Count the lines in the data below that contain the string "patch", treating uppercase and lowercase as different. Reply with the number alone.
____
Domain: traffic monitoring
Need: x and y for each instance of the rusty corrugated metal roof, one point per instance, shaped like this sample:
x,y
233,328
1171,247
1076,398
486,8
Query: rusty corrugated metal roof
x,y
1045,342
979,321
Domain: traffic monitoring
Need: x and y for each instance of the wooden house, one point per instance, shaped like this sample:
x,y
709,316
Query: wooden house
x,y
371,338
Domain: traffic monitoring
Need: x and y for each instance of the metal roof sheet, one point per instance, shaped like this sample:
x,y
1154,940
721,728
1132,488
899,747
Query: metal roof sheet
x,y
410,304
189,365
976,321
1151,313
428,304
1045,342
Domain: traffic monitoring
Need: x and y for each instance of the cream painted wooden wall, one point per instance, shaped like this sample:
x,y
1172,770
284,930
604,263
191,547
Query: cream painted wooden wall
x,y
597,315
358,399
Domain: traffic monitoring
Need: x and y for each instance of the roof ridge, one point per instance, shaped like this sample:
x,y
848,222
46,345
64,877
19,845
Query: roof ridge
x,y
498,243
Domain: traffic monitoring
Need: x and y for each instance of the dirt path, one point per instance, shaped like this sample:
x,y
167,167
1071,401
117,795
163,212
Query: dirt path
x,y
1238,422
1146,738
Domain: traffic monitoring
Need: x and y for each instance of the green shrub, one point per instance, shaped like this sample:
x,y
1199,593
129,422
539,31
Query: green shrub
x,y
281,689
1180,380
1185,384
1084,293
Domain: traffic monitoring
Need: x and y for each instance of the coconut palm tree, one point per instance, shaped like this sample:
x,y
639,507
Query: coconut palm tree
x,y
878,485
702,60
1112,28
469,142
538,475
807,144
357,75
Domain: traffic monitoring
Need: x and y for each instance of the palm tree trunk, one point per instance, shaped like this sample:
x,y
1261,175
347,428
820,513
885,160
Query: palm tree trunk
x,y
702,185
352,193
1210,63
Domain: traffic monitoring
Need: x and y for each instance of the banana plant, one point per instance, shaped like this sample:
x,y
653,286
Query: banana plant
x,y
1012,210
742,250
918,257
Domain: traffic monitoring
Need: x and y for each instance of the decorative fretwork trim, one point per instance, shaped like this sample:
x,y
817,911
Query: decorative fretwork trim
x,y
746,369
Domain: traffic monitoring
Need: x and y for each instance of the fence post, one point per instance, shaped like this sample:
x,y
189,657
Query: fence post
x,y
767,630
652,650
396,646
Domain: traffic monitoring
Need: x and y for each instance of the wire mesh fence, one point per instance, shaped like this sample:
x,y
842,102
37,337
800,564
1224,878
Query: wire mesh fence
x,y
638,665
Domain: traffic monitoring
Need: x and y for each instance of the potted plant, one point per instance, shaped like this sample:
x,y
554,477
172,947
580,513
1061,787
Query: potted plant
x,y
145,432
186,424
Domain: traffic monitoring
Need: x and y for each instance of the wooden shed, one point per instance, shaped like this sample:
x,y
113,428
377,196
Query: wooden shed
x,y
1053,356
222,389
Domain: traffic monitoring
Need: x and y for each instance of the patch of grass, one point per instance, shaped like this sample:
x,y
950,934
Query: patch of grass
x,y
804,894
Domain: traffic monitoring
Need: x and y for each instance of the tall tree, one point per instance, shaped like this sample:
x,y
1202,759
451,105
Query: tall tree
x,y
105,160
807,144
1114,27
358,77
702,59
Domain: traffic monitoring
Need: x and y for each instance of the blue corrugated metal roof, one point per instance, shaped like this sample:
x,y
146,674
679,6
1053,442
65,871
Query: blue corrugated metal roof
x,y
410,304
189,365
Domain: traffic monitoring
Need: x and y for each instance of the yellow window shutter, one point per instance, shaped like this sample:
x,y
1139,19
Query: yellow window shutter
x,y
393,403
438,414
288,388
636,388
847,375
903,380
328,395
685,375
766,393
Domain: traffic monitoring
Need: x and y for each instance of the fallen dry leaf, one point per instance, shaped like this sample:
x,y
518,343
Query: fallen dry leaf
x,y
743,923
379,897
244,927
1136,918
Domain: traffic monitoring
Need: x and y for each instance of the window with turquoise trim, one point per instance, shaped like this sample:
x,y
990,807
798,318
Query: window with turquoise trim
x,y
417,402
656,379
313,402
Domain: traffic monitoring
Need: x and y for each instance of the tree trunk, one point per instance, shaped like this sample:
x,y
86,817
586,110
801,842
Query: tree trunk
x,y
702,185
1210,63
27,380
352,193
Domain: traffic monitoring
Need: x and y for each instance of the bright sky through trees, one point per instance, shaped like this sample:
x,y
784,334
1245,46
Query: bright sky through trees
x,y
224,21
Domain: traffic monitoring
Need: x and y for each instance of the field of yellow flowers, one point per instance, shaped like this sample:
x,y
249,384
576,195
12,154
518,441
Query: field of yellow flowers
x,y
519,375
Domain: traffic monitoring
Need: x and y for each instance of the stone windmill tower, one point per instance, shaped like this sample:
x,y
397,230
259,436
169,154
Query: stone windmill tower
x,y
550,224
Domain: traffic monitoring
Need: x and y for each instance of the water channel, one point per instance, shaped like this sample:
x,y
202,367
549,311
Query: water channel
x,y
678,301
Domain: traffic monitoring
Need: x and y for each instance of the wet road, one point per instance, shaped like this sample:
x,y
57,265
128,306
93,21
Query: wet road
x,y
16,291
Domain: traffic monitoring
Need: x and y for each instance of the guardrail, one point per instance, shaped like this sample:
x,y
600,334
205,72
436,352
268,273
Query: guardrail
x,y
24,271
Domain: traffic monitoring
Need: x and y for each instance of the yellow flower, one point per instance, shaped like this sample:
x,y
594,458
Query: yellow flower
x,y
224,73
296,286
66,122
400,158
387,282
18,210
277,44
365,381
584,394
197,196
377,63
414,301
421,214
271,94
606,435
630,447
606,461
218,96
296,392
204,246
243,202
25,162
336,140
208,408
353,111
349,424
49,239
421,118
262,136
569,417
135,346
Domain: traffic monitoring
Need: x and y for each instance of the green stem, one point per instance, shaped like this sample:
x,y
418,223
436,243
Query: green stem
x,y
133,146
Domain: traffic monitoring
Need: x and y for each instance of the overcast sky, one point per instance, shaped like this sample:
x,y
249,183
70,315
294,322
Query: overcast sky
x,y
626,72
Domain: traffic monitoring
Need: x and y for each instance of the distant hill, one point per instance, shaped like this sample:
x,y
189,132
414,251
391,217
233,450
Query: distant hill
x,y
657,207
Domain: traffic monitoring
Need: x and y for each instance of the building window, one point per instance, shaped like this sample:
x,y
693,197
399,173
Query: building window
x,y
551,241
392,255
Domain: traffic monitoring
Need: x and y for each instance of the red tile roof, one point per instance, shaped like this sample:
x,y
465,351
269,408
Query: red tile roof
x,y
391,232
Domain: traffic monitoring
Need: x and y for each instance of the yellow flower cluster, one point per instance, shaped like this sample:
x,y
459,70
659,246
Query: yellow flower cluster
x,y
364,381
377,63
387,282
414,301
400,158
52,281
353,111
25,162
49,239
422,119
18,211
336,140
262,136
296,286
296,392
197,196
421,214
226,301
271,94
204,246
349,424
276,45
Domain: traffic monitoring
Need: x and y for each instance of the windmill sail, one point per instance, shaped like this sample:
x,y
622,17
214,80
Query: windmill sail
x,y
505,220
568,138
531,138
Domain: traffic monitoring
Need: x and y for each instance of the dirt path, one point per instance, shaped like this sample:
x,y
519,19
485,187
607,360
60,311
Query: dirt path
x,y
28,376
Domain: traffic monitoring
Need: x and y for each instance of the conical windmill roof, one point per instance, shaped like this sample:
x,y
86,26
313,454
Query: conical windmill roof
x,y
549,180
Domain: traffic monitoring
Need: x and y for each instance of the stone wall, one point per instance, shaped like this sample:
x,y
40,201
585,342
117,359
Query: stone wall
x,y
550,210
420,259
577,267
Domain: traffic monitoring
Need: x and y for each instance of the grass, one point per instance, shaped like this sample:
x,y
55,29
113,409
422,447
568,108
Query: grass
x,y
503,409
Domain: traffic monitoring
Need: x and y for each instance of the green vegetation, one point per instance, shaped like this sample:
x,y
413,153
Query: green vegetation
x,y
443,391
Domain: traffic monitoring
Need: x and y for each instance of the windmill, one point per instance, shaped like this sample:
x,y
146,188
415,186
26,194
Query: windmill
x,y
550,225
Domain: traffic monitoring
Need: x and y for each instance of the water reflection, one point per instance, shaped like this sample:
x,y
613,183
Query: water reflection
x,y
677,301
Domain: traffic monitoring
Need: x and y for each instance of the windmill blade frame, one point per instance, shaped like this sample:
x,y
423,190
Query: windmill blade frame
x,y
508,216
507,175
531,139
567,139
____
#### Written response
2